## MATERIALS PROVIDED
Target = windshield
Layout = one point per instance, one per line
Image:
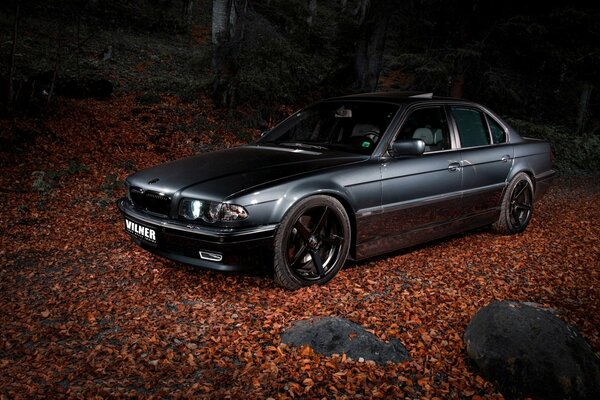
(349, 126)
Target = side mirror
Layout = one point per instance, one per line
(408, 148)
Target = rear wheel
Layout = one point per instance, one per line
(312, 243)
(517, 205)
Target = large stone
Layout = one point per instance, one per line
(528, 351)
(329, 336)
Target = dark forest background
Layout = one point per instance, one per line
(535, 63)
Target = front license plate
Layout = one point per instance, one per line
(140, 231)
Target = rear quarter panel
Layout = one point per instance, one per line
(534, 157)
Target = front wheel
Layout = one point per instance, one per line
(517, 205)
(312, 243)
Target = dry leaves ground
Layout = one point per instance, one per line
(84, 312)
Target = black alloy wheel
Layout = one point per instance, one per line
(312, 243)
(517, 205)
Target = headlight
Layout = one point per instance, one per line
(211, 212)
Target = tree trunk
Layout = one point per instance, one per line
(584, 101)
(227, 36)
(371, 45)
(187, 9)
(312, 10)
(11, 73)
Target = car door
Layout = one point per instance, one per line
(422, 194)
(486, 160)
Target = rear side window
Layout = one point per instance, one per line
(430, 125)
(498, 133)
(472, 127)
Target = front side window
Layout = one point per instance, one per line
(472, 127)
(429, 125)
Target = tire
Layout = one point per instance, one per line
(517, 206)
(312, 243)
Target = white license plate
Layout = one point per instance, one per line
(140, 231)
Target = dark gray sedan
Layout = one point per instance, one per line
(349, 177)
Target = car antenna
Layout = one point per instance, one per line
(426, 95)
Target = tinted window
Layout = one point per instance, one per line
(349, 126)
(471, 125)
(429, 125)
(498, 133)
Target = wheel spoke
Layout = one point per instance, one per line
(520, 192)
(517, 216)
(334, 239)
(302, 230)
(322, 221)
(523, 206)
(317, 261)
(299, 255)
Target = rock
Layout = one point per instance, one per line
(329, 336)
(528, 351)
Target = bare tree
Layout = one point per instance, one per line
(227, 36)
(186, 11)
(312, 10)
(11, 73)
(374, 17)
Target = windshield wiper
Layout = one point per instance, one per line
(305, 145)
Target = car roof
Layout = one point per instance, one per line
(395, 97)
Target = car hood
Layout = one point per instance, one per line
(220, 174)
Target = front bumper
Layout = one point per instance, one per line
(247, 249)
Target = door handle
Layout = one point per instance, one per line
(453, 167)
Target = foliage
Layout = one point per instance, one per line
(573, 152)
(114, 321)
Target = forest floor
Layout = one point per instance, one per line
(84, 312)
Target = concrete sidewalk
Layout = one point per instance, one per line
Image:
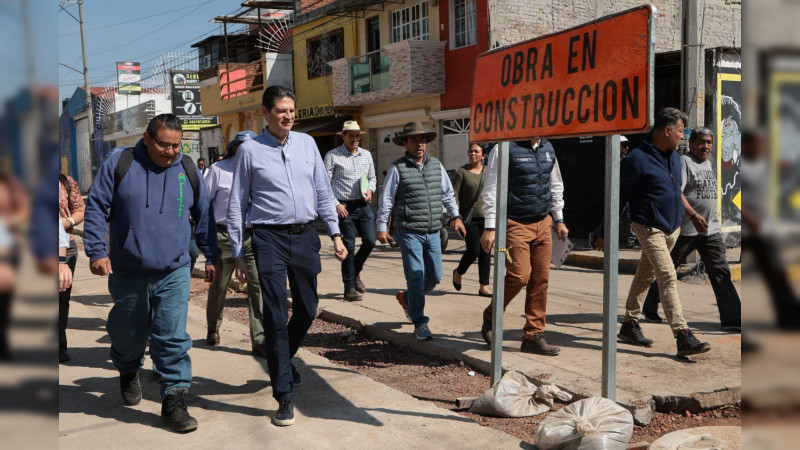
(647, 379)
(231, 397)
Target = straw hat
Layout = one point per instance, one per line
(350, 125)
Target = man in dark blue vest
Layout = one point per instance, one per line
(650, 184)
(416, 190)
(535, 205)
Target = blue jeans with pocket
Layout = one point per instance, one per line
(154, 307)
(422, 264)
(359, 222)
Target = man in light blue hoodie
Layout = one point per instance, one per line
(148, 207)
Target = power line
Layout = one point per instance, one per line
(124, 22)
(149, 34)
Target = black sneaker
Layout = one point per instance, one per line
(360, 288)
(285, 415)
(296, 380)
(652, 318)
(174, 411)
(130, 387)
(689, 345)
(631, 333)
(352, 295)
(486, 332)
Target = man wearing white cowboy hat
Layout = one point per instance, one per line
(416, 190)
(352, 175)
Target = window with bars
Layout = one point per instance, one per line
(465, 29)
(410, 23)
(455, 126)
(321, 50)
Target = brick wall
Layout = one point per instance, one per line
(512, 21)
(415, 68)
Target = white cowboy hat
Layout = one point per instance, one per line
(350, 125)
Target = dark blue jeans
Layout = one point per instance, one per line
(422, 264)
(156, 307)
(360, 222)
(279, 254)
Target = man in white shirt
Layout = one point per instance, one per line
(219, 180)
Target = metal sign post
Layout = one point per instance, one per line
(594, 79)
(611, 268)
(499, 263)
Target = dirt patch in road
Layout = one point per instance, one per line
(438, 380)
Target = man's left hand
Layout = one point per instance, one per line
(211, 273)
(341, 250)
(457, 225)
(700, 223)
(562, 231)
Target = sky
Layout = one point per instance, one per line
(141, 31)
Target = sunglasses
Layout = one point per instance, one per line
(166, 145)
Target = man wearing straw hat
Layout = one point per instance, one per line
(352, 175)
(417, 190)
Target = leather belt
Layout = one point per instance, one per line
(297, 228)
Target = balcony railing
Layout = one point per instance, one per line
(237, 79)
(369, 72)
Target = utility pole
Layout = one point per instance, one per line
(86, 86)
(693, 63)
(693, 72)
(86, 71)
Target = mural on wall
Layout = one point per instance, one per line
(728, 148)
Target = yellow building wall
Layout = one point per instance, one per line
(213, 105)
(430, 103)
(318, 91)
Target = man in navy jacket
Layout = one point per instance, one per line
(148, 262)
(650, 183)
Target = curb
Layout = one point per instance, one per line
(642, 409)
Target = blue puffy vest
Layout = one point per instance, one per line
(529, 171)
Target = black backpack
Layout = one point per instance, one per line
(126, 159)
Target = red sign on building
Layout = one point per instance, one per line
(594, 79)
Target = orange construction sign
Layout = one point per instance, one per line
(594, 79)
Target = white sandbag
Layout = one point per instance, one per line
(516, 396)
(594, 423)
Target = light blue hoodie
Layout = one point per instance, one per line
(149, 225)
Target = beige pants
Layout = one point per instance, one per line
(656, 265)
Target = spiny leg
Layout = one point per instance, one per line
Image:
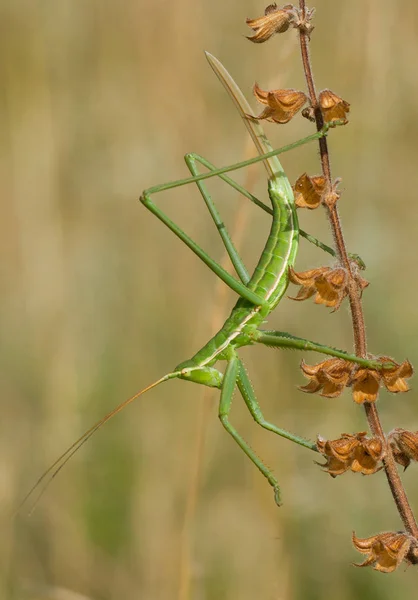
(280, 339)
(230, 281)
(247, 392)
(236, 260)
(227, 390)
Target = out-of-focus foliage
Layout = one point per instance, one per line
(99, 100)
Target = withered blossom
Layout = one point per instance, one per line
(387, 550)
(275, 20)
(330, 286)
(331, 376)
(404, 445)
(333, 107)
(365, 385)
(281, 105)
(309, 191)
(358, 453)
(394, 379)
(366, 382)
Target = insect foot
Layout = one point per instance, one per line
(385, 551)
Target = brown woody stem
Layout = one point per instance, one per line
(359, 332)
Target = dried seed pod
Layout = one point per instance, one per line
(387, 550)
(329, 377)
(330, 286)
(333, 107)
(281, 105)
(357, 453)
(404, 445)
(309, 191)
(275, 20)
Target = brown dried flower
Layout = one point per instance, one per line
(387, 550)
(275, 20)
(331, 376)
(404, 445)
(330, 286)
(357, 453)
(333, 107)
(281, 105)
(366, 382)
(394, 379)
(309, 191)
(365, 385)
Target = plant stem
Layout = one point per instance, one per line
(359, 332)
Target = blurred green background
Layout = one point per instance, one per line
(99, 100)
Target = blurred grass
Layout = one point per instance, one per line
(98, 101)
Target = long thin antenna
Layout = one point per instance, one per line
(57, 465)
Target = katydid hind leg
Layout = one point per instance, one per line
(234, 284)
(236, 260)
(281, 339)
(228, 386)
(246, 389)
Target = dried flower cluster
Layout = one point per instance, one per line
(331, 376)
(328, 285)
(386, 551)
(404, 445)
(281, 105)
(359, 452)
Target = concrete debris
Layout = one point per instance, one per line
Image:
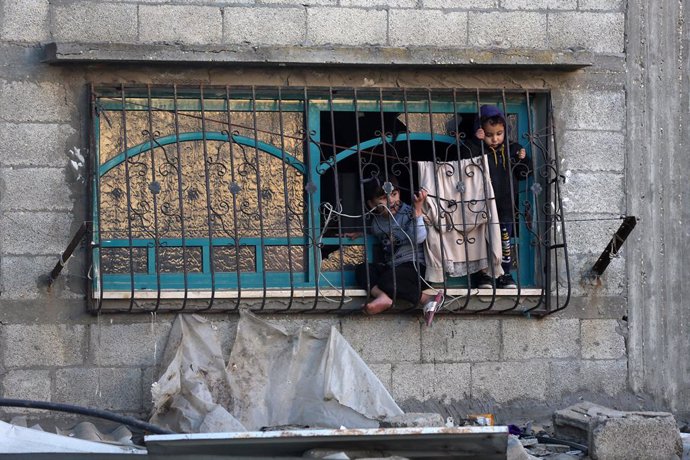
(516, 451)
(613, 434)
(329, 454)
(413, 419)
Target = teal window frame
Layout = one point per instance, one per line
(311, 170)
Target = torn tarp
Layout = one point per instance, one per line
(272, 378)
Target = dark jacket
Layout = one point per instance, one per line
(500, 166)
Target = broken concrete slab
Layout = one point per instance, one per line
(413, 419)
(613, 434)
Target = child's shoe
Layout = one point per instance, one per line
(506, 282)
(431, 307)
(483, 280)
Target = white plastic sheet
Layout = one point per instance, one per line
(15, 439)
(272, 378)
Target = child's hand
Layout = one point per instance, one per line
(419, 199)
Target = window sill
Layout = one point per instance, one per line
(299, 294)
(75, 53)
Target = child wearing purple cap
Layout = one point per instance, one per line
(504, 158)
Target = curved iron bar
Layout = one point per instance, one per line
(487, 202)
(181, 201)
(154, 191)
(469, 173)
(209, 218)
(129, 199)
(286, 199)
(234, 190)
(559, 208)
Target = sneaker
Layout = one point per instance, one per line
(431, 307)
(506, 282)
(483, 280)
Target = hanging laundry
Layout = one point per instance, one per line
(463, 234)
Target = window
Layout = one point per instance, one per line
(218, 194)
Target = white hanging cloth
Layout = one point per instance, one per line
(463, 232)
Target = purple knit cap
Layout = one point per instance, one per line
(488, 111)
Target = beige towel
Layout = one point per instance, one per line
(463, 230)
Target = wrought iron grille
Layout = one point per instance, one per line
(211, 198)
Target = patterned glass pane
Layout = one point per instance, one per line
(280, 259)
(351, 257)
(117, 260)
(226, 259)
(172, 260)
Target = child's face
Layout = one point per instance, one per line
(392, 202)
(494, 135)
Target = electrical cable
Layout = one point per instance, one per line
(88, 411)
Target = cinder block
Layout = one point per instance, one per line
(613, 434)
(34, 189)
(94, 22)
(115, 389)
(300, 2)
(460, 4)
(27, 384)
(346, 26)
(518, 30)
(605, 377)
(35, 233)
(601, 339)
(600, 192)
(22, 101)
(454, 340)
(380, 3)
(508, 381)
(444, 383)
(612, 5)
(25, 21)
(384, 339)
(594, 110)
(539, 4)
(593, 151)
(51, 345)
(289, 25)
(637, 435)
(176, 23)
(412, 28)
(595, 32)
(21, 149)
(589, 234)
(140, 344)
(549, 338)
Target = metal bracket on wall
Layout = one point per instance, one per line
(64, 257)
(614, 246)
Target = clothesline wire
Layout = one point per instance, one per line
(458, 145)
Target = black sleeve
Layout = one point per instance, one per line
(522, 168)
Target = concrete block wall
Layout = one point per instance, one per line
(51, 349)
(457, 365)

## WRITTEN PROBLEM
Write out again, unchanged, every line from the line containing "Target = white hanging cloth" to the final line of the material above.

## RESULT OF THE TASK
Target = white hanging cloth
Layout = one point per instance, one per line
(463, 232)
Target = purple knit cap
Layout = one point per instance, one per line
(488, 111)
Target = beige towel
Layout = one point per instance, one per line
(463, 230)
Target = wrought iron grille
Layout = one point per instance, one per line
(211, 198)
Target = patterned glass pane
Layout = one point per instance, one per line
(280, 259)
(351, 257)
(117, 260)
(226, 259)
(172, 260)
Target = child's face
Layout = one point per instance, one per line
(392, 202)
(494, 135)
Target = electrical cable
Layout = one point per instance, one per line
(88, 411)
Target = cinder block
Layout = one point per instance, one per line
(613, 434)
(34, 189)
(94, 22)
(115, 389)
(300, 2)
(460, 4)
(27, 384)
(346, 26)
(518, 30)
(605, 377)
(35, 233)
(601, 339)
(600, 192)
(22, 101)
(454, 340)
(380, 3)
(508, 381)
(444, 383)
(612, 5)
(25, 21)
(384, 339)
(594, 110)
(539, 4)
(593, 151)
(51, 345)
(289, 25)
(637, 435)
(176, 23)
(412, 28)
(595, 32)
(21, 149)
(589, 234)
(140, 344)
(549, 338)
Target = metal bracket on wall
Layout = one point per instance, one per line
(64, 257)
(614, 246)
Target = clothesline wire
Layout = one point per instance, one per line
(458, 145)
Target = black sleeve
Layout = one point per instance, one per line
(522, 168)
Target = concrete block wall
Layout = one point per instance, one per line
(51, 349)
(457, 365)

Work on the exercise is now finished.